Einde steunprogramma VS komt in zicht

Doelen zijn bijna bereikt, maar er zijn sectoren die niet hersteld zijn.

De economie van de Verenigde Staten herstelt dusdanig snel dat de doelen van het stimuleringsbeleid van de Federal Reserve (Fed) dichterbij komen. Aan het steunprogramma verandert de Fed (Het Amerikaanse stelsel van centrale banken) nu nog niets, maar het moment om af te bouwen lijkt wel te naderen.

Na het uitbreken van de coronapandemie sneed de Amerikaanse koepel van centrale banken drastisch in de rente en begon het voor honderden miljarden dollars aan schulden op te kopen.

De Fed mikt met zijn beleid op inflatie van rond de 2 procent en maximale werkgelegenheid. In een toelichting op het nieuwste rentebesluit staat nu dat “de economie voortgang heeft geboekt richting deze doelstellingen”. Bestuurders van de Fed zullen die voortgang bij hun komende beleidsvergaderingen “blijven beoordelen”.

Het Amerikaanse stelsel van centrale banken verlaagde in maart 2020, kort na de wereldwijde uitbraak van het coronavirus, de rente tot een niveau van tussen de 0 en 0,25 procent. Ook koopt het maandelijks voor 120 miljard dollar aan staatsobligaties en andere schuldpapieren op om genoeg geld de economie in te laten stromen.

Maar nu het economisch herstel sneller heeft ingezet dan aanvankelijk gedacht, zitten de beleidsmakers met een dilemma. De toestroom van al het goedkope geld lijkt de inflatie sterk aan te jagen, alhoewel de Fed verwacht dat die sterke prijsstijgingen slechts tijdelijk zijn. Aan de andere kant zijn de sectoren die het hardst zijn geraakt door de coronacrisis nog altijd niet hersteld van de pandemie.

* [Aangeleverd materiaal]:
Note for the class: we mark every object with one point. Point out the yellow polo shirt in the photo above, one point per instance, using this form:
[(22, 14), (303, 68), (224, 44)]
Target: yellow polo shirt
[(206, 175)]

* [Jouw opdrachten]:
• 1. Voor hoeveel dollar koopt de Fed volgens het artikel over de Fed maandelijks staatsobligaties en andere schuldpapieren op?
• 2. Schrijf uit het artikel over de Fed letterlijk het deel over dat opent met de woorden "Doelen zijn bijna" en sluit met "wel te naderen.".
De lijst is losstaand materiaal en hoort niet bij het artikel over de Fed.

* [Antwoorden per opdracht]:
• 1. Voor 120 miljard dollar.

• 2.
Doelen zijn bijna bereikt, maar er zijn sectoren die niet hersteld zijn.

De economie van de Verenigde Staten herstelt dusdanig snel dat de doelen van het stimuleringsbeleid van de Federal Reserve (Fed) dichterbij komen. Aan het steunprogramma verandert de Fed (Het Amerikaanse stelsel van centrale banken) nu nog niets, maar het moment om af te bouwen lijkt wel te naderen.